● **Task objective**
Retype the part of the multigenerational LRU page below that begins at the words "X=4, Y=3 and" and stops after "vm.swappiness to 0.".

Multigenerational LRU

Quick Start

Build Options

Required

Set CONFIG_LRU_GEN=y.

Optional

Set CONFIG_LRU_GEN_ENABLED=y to turn the feature on by default.

Optional

Change CONFIG_NR_LRU_GENS to a number X to support a maximum of X generations.

Optional

Change CONFIG_TIERS_PER_GEN to a number Y to support a maximum of Y tiers per generation.

Runtime Options

Required

Write 1 to /sys/kernel/mm/lru_gen/enable if the feature was not turned on by default.

Optional

Change /sys/kernel/mm/lru_gen/spread to a number N to spread pages out across N+1 generations. N should be less than X. Larger values make the background aging more aggressive.

Optional

Read /sys/kernel/debug/lru_gen to verify the feature. This file has the following output:

memcg  memcg_id  memcg_path
  node  node_id
    min_gen  birth_time  anon_size  file_size
    ...
    max_gen  birth_time  anon_size  file_size

Given a memcg and a node, min_gen is the oldest generation (number) and max_gen is the youngest. Birth time is in milliseconds. The sizes of anon and file types are in pages.

Recipes

Android on ARMv8.1+

X=4, Y=3 and N=0.

Android on pre-ARMv8.1 CPUs

Not recommended due to the lack of ARM64_HW_AFDBM.

Laptops and workstations running Chrome on x86_64

Use the default values.

Working set estimation

Write + memcg_id node_id gen [swappiness] to /sys/kernel/debug/lru_gen to account referenced pages to generation max_gen and create the next generation max_gen+1. gen should be equal to max_gen. A swap file and a non-zero swappiness are required to scan anon type. If swapping is not desired, set vm.swappiness to 0.

Proactive reclaim

Write - memcg_id node_id gen [swappiness] [nr_to_reclaim] to /sys/kernel/debug/lru_gen to evict generations less than or equal to gen. gen should be less than max_gen-1 as max_gen and max_gen-1 are active generations and therefore protected from the eviction. Use nr_to_reclaim to limit the number of pages to evict. Multiple command lines are supported, so does concatenation with delimiters , and ;.

● **Data**
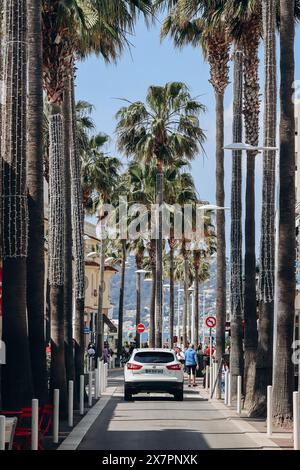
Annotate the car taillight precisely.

● **Task output**
X=4, Y=3 and N=0.

Android on pre-ARMv8.1 CPUs

Not recommended due to the lack of ARM64_HW_AFDBM.

Laptops and workstations running Chrome on x86_64

Use the default values.

Working set estimation

Write + memcg_id node_id gen [swappiness] to /sys/kernel/debug/lru_gen to account referenced pages to generation max_gen and create the next generation max_gen+1. gen should be equal to max_gen. A swap file and a non-zero swappiness are required to scan anon type. If swapping is not desired, set vm.swappiness to 0.